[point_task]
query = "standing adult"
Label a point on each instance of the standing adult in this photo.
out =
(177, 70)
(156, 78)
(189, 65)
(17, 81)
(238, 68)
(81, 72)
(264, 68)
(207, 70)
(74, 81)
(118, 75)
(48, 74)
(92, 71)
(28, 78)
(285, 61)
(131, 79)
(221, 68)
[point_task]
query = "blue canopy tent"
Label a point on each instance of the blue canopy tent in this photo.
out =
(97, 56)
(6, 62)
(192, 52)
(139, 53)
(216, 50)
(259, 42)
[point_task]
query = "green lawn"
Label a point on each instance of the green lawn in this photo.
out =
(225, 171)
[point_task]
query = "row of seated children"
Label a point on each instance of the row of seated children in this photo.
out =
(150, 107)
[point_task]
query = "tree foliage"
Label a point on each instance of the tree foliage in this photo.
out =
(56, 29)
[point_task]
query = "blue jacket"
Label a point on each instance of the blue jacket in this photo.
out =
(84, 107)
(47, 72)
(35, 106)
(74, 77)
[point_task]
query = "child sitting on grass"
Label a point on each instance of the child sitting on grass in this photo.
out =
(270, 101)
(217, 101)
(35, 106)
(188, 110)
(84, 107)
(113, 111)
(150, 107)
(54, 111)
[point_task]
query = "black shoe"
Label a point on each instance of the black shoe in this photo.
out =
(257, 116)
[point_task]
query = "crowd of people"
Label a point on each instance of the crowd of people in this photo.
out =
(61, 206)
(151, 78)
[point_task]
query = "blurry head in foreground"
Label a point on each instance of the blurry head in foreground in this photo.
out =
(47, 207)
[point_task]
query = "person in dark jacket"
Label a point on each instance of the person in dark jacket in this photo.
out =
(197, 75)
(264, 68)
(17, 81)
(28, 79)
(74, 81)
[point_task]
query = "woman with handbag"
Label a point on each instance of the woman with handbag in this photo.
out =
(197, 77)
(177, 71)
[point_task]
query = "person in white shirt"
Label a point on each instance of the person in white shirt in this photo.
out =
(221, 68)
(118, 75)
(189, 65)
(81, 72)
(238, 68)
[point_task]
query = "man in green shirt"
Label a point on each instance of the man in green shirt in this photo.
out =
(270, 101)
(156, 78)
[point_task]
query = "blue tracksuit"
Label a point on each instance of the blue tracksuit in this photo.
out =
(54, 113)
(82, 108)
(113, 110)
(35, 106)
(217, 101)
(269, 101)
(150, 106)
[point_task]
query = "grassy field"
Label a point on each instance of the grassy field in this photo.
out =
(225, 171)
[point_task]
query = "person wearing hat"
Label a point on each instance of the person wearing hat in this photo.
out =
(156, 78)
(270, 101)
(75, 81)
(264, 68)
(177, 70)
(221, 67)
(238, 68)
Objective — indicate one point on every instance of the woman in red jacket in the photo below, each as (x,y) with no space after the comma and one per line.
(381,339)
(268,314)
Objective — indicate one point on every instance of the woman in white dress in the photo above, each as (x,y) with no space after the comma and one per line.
========
*Aim of the task*:
If a line of the entries above includes the word "tree", count it; then state the total and nothing else.

*Reply*:
2